▶ _Work instruction_
Write out, from the entries below, exactly the lines that run between the lines holding "Target: green bush" and "Target: foliage", inclusive, and stop there.

Stored data entries:
#####
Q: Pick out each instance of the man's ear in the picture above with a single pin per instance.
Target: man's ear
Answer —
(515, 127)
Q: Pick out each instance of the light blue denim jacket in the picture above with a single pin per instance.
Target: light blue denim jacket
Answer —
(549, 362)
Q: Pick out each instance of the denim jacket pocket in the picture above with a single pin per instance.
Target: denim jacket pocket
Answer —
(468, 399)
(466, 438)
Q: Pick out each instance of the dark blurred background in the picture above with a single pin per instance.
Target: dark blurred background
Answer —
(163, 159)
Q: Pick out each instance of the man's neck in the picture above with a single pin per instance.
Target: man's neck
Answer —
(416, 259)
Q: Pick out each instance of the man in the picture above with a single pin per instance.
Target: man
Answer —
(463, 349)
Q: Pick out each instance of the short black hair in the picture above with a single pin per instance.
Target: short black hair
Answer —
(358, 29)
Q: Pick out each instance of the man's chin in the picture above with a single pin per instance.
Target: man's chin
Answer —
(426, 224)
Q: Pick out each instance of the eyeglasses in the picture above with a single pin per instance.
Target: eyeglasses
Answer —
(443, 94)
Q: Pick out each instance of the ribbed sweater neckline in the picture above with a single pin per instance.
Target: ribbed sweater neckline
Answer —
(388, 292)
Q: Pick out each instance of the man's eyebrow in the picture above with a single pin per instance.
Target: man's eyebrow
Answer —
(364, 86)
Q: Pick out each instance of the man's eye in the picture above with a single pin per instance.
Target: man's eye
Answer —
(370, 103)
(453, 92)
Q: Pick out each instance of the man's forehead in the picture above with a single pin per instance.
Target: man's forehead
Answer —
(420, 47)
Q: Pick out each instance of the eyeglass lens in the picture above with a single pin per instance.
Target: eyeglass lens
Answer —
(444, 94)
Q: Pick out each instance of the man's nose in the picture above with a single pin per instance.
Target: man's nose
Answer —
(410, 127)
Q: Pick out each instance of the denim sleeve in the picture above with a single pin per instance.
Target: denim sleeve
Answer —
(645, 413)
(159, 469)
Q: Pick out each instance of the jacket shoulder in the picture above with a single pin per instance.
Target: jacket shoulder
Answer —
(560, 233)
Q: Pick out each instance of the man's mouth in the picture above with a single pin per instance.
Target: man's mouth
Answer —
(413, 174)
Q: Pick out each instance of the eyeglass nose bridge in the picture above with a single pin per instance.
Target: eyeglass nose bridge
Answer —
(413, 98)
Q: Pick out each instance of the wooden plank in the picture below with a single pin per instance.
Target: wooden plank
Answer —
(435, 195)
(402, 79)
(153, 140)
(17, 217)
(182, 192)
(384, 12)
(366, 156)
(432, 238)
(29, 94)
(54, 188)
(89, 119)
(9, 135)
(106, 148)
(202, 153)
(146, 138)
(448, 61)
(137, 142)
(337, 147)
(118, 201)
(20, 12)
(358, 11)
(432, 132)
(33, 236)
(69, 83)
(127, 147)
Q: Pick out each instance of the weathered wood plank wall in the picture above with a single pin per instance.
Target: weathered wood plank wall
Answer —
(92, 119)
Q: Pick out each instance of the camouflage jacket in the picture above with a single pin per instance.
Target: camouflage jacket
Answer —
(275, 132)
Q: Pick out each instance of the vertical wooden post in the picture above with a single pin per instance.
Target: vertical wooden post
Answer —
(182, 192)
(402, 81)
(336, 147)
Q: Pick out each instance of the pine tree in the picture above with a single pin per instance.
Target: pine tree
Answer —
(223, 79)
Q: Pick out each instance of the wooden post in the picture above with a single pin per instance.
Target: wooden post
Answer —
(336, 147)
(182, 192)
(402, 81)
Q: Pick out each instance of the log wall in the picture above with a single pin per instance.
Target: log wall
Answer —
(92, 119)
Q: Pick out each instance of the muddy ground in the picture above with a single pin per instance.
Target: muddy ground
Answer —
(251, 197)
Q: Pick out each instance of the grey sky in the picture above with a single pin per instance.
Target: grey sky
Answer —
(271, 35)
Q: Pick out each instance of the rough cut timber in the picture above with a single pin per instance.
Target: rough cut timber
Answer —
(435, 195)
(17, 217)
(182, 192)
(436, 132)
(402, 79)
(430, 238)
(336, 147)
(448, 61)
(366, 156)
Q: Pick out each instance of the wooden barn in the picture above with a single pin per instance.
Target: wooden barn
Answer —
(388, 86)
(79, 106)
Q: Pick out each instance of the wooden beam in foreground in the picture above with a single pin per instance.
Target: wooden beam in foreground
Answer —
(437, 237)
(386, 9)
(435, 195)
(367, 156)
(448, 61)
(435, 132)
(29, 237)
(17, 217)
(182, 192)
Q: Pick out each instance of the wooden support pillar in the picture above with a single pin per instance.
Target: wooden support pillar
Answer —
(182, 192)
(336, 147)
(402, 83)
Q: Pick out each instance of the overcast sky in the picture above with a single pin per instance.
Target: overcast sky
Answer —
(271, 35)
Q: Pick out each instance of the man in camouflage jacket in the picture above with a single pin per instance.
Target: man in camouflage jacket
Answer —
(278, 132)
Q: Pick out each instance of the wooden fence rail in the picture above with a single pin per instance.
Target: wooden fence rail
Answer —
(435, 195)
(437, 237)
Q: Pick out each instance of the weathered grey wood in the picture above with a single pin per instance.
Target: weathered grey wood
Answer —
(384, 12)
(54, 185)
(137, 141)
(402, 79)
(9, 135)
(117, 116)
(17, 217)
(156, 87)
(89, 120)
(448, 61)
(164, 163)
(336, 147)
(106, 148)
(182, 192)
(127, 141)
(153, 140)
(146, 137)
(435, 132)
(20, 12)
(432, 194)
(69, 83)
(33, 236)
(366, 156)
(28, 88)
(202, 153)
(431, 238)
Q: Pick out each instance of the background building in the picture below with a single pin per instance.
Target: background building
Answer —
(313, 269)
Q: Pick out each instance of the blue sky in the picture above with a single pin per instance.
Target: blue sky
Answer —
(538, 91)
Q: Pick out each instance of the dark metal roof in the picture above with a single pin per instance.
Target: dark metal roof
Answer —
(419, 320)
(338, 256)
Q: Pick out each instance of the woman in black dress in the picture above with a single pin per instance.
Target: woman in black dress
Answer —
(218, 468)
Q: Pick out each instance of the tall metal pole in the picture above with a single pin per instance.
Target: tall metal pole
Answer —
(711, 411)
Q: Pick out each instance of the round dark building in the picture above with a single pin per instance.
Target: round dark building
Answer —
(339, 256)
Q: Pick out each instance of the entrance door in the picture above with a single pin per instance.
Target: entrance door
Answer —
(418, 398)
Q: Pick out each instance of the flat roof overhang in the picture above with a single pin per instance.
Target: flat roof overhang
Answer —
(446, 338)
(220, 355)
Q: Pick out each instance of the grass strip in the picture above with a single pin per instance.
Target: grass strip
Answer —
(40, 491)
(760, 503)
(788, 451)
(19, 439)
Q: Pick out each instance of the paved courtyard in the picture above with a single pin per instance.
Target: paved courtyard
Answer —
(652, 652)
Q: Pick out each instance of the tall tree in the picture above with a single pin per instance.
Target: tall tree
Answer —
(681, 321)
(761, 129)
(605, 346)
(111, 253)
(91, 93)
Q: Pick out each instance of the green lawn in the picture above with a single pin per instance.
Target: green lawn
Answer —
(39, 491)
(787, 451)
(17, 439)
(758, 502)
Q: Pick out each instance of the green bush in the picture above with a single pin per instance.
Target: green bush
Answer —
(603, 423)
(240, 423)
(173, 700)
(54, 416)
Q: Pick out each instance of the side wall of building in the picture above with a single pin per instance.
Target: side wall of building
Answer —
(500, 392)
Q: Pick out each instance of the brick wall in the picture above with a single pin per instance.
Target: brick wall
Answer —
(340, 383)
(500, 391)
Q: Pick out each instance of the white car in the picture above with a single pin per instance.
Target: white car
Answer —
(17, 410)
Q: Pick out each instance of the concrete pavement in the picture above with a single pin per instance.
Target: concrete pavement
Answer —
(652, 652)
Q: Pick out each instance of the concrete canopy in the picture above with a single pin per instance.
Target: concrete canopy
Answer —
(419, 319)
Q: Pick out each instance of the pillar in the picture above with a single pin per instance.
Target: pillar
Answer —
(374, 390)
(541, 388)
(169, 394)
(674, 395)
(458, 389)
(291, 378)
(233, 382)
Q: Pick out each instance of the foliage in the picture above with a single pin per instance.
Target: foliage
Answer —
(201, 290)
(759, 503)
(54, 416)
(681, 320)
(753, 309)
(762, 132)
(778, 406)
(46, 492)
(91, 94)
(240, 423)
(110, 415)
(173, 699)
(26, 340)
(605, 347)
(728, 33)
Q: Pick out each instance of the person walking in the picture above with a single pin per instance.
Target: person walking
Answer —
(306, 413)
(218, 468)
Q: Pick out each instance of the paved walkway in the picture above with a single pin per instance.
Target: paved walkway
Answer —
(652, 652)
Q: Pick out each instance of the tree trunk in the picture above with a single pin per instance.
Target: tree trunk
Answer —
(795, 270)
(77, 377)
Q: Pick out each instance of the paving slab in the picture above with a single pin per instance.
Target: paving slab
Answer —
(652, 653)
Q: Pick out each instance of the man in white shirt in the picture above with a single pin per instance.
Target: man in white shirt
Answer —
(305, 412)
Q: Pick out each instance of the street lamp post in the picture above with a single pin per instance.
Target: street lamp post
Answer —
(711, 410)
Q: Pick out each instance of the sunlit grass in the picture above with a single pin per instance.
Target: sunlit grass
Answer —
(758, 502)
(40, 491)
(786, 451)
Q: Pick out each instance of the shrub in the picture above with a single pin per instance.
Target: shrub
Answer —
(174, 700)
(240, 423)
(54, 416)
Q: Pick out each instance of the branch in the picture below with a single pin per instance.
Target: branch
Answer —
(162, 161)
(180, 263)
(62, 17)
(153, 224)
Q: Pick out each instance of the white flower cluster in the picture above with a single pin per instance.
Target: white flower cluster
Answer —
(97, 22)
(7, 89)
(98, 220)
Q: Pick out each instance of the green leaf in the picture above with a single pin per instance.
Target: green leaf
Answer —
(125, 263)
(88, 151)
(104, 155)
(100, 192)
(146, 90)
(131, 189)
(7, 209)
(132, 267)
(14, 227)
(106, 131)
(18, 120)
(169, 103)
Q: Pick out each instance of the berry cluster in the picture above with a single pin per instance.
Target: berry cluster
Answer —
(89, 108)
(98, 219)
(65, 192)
#####
▶ _Answer space_
Target: green bush
Answer —
(603, 423)
(240, 423)
(173, 700)
(54, 416)
Q: Pick out each instance of the side wall of building in the picture above with a single pin per instance.
Target: side wall of building
Answer —
(500, 392)
Q: Pick out each instance of the brick wall in the picture above with a single pin per instance.
Target: brick wall
Answer —
(340, 383)
(500, 391)
Q: Pick out each instance of the white car in the picture above with a single pin per instance.
Target: white car
Answer —
(17, 410)
Q: Pick out each instance of the concrete pavement in the picture above with a single pin per instance.
Target: concrete pavement
Answer —
(652, 652)
Q: Pick out each instance of the concrete canopy in the picture above with a single pin per instance.
Target: concrete canopy
Answer —
(419, 319)
Q: Pick out each instance of the pillar in the picture above with a single pin per instance.
Target: pillar
Answer —
(374, 390)
(541, 388)
(169, 394)
(674, 395)
(458, 389)
(291, 378)
(233, 382)
Q: Pick out each instance of the foliage in the picture above with a single pin per instance.
Target: foliage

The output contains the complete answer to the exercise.